**REQUIRED WORK:** Every line from the one containing "Pick out every instance of the corner" to the end of the listing below should be transcribed exactly, and no line outside that span should appear.

**THE INPUT:**
::::::::::

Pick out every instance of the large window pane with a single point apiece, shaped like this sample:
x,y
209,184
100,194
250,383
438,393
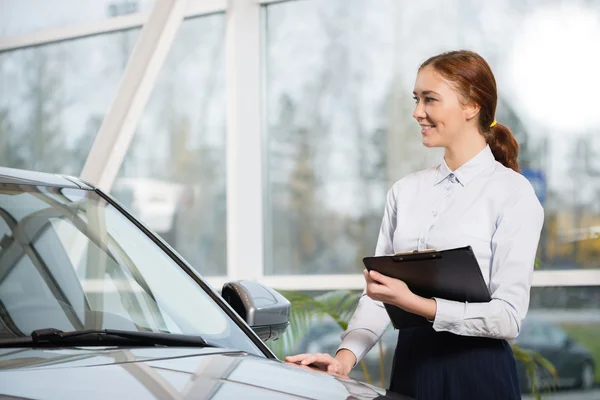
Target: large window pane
x,y
18,17
563,325
173,176
53,99
340,76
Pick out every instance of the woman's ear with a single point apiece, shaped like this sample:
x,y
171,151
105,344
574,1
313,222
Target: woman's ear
x,y
471,110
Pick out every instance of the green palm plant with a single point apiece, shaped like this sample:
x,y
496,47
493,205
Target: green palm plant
x,y
339,305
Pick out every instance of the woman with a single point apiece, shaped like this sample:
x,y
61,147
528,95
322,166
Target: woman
x,y
475,197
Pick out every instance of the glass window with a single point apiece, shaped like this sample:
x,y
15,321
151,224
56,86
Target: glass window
x,y
342,134
563,325
19,17
53,99
173,176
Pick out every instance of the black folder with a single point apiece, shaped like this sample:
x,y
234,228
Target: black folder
x,y
452,274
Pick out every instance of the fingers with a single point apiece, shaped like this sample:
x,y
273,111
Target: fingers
x,y
306,359
296,358
377,277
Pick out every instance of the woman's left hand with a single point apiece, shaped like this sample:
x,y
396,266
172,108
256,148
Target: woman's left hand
x,y
388,290
396,292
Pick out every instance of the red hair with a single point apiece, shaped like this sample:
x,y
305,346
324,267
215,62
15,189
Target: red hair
x,y
472,77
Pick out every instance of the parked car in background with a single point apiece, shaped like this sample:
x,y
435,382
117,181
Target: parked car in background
x,y
573,362
95,305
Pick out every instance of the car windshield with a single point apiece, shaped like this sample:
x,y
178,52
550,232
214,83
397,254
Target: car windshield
x,y
69,260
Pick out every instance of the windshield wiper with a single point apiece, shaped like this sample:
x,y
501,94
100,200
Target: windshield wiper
x,y
104,337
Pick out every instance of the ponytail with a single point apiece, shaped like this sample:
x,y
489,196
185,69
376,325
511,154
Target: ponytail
x,y
504,146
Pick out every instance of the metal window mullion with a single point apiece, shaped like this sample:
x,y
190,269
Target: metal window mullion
x,y
73,32
117,129
109,25
244,145
562,278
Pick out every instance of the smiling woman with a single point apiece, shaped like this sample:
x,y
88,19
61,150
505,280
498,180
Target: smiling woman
x,y
474,197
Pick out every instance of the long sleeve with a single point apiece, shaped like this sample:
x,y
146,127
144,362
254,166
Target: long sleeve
x,y
514,246
370,319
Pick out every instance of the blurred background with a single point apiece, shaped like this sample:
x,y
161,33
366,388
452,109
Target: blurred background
x,y
260,137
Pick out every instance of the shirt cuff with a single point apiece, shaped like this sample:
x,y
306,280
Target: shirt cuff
x,y
448,315
359,342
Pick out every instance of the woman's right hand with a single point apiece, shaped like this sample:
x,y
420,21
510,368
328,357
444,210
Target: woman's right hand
x,y
341,364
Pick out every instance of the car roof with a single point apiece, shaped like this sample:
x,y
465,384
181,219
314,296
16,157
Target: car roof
x,y
26,177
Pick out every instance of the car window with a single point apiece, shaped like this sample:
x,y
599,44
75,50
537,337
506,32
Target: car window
x,y
72,261
555,336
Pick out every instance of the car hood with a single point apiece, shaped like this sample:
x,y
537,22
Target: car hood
x,y
167,373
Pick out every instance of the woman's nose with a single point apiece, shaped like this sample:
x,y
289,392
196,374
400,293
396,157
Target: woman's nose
x,y
419,112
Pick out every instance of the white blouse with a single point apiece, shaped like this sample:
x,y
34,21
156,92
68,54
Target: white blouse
x,y
482,204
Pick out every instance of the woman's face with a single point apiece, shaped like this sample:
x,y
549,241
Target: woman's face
x,y
439,110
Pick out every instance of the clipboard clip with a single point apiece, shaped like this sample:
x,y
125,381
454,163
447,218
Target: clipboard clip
x,y
427,254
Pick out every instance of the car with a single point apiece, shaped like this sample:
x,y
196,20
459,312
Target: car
x,y
95,305
573,362
324,337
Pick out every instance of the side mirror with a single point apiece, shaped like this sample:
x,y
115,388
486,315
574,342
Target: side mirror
x,y
266,311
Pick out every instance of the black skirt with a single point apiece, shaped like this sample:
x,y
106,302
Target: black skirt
x,y
441,365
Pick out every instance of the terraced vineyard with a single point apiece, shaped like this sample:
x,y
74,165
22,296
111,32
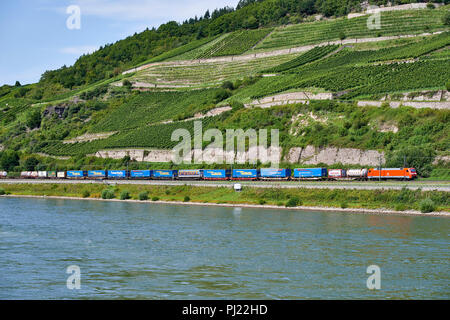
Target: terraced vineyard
x,y
237,43
156,136
200,51
307,57
208,74
392,23
152,107
182,50
364,72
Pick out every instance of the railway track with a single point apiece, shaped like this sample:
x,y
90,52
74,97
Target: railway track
x,y
369,185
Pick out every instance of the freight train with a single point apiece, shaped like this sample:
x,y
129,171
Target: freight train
x,y
226,174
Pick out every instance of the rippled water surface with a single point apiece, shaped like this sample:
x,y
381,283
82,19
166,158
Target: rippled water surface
x,y
155,251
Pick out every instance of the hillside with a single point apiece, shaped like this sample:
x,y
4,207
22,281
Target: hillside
x,y
332,87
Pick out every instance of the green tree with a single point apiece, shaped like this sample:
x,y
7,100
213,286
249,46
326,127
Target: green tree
x,y
34,119
30,163
446,19
9,159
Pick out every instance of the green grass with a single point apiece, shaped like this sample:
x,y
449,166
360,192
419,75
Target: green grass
x,y
152,107
309,56
207,74
353,199
392,23
181,51
236,43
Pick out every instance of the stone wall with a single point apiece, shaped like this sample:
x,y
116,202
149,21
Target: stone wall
x,y
332,155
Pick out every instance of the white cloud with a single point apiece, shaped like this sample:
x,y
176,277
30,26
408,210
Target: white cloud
x,y
79,50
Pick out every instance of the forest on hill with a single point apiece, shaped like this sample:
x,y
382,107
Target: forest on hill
x,y
231,59
111,59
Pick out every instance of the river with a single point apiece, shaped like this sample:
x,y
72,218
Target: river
x,y
156,251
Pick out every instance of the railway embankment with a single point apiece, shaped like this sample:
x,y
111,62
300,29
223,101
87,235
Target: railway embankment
x,y
381,200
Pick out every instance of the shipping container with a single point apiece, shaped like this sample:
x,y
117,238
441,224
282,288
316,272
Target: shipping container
x,y
61,174
51,174
117,174
42,174
337,174
276,174
75,174
392,173
25,174
164,174
358,174
96,174
140,174
216,174
311,173
190,174
245,174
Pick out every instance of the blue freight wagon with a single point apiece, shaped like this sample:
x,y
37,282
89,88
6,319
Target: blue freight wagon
x,y
219,174
276,174
245,174
117,174
190,174
140,174
76,174
311,173
164,174
96,174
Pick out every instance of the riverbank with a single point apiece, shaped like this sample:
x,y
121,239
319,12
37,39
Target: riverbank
x,y
300,208
405,201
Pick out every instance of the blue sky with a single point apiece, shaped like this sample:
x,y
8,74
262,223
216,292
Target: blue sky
x,y
35,38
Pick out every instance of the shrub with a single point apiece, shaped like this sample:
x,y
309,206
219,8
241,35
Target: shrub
x,y
446,19
127,84
227,85
293,202
125,195
427,205
108,194
143,196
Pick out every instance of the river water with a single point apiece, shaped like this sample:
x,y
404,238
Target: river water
x,y
156,251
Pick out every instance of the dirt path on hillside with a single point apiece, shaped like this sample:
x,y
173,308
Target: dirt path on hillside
x,y
257,55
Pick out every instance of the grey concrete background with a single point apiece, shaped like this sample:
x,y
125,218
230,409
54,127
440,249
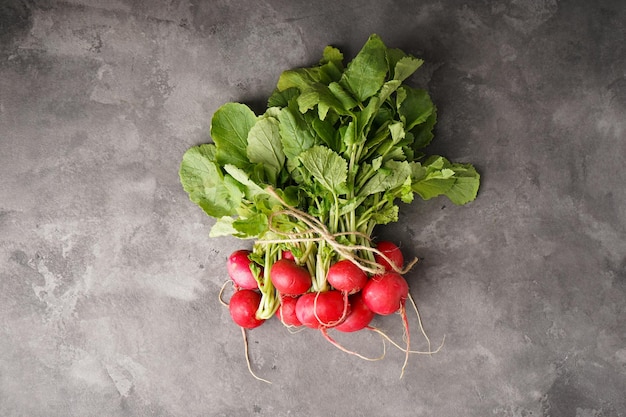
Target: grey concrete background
x,y
109,282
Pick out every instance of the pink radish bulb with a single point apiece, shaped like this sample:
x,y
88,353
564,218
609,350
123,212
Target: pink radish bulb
x,y
324,309
360,315
289,278
243,307
385,294
345,276
238,266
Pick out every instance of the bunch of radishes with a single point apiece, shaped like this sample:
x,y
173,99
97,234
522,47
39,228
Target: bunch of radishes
x,y
348,303
310,178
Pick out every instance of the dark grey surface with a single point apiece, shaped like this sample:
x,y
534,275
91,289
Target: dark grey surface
x,y
109,283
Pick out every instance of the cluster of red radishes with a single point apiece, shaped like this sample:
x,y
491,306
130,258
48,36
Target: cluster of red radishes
x,y
349,304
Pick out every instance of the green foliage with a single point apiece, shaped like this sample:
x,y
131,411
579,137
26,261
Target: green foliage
x,y
340,142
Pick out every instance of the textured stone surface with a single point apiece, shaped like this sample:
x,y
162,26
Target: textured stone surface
x,y
109,283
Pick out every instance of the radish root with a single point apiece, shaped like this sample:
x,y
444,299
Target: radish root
x,y
221,294
324,331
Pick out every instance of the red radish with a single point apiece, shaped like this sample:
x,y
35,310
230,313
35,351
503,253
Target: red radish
x,y
324,309
287,311
289,278
385,294
239,270
391,251
243,306
346,276
360,315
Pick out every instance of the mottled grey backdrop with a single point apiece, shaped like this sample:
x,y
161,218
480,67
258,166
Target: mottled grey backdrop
x,y
109,282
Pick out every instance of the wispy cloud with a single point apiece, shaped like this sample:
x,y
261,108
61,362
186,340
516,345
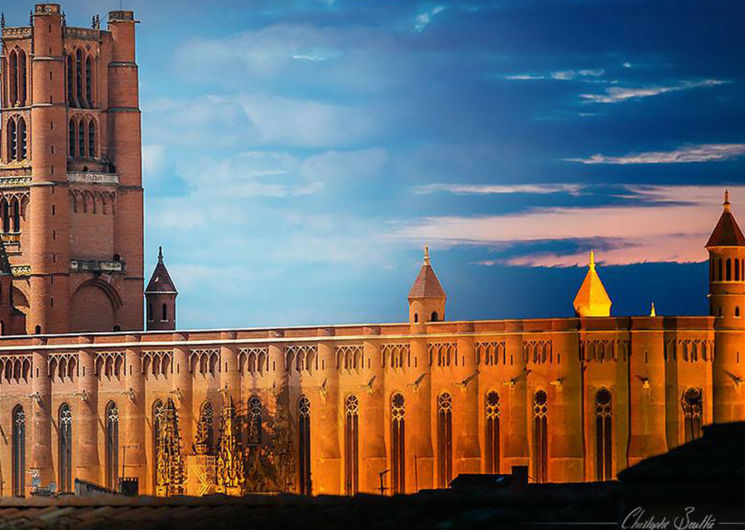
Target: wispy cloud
x,y
657,224
497,189
682,155
583,74
422,20
619,94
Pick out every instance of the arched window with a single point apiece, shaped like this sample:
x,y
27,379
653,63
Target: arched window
x,y
89,81
81,138
65,447
12,140
491,436
79,77
92,139
603,436
22,140
445,439
22,78
19,451
540,436
112,445
13,78
254,421
351,445
207,422
71,135
157,418
70,80
692,410
398,443
304,481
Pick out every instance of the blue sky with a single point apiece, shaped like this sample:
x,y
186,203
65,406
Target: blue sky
x,y
298,154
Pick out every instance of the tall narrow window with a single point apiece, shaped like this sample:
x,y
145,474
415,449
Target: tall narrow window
x,y
13,78
254,421
81,138
112,445
491,436
692,410
540,437
12,140
19,451
445,439
65,448
398,443
603,436
157,418
91,139
70,80
22,78
22,140
79,77
89,81
304,446
351,445
207,419
71,138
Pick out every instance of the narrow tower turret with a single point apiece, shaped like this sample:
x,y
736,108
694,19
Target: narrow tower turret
x,y
726,248
426,297
160,297
592,299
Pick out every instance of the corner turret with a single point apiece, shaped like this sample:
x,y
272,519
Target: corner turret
x,y
426,297
592,299
160,297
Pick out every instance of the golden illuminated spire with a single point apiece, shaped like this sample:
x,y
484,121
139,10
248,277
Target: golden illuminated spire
x,y
592,299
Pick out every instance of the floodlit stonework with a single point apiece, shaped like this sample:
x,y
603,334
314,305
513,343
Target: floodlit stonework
x,y
391,408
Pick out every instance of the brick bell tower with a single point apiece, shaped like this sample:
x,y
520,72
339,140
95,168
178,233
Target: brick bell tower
x,y
70,172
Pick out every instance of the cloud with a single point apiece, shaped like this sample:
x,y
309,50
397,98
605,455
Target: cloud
x,y
683,155
422,20
497,189
656,224
621,94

::::::::::

**WRITTEN SOLUTION:**
Pick out every instance of the corner turret with a single point apiece, shaped like this sample:
x,y
272,519
Target: corner turret
x,y
426,297
592,299
160,297
Pick out every instance of the golden illuminated spire with a single point apiece, shaped like this sample:
x,y
484,121
139,10
248,277
Target: golden illuminated spire
x,y
592,299
Pick out every instance of the floodlit stonework with a single point apiece, shaped like this sample:
x,y
603,334
314,305
513,343
Target: floodlit stonework
x,y
391,408
Pick out every instance of the brick bell tower with a single point apiece, shaped like this sample:
x,y
520,72
339,140
95,168
178,233
Target: brick bell tower
x,y
70,172
Pick out every instance of the cloud with a single point apiece, shaped like this sample:
x,y
309,50
397,98
605,455
Target: cloud
x,y
683,155
422,20
497,189
656,224
621,94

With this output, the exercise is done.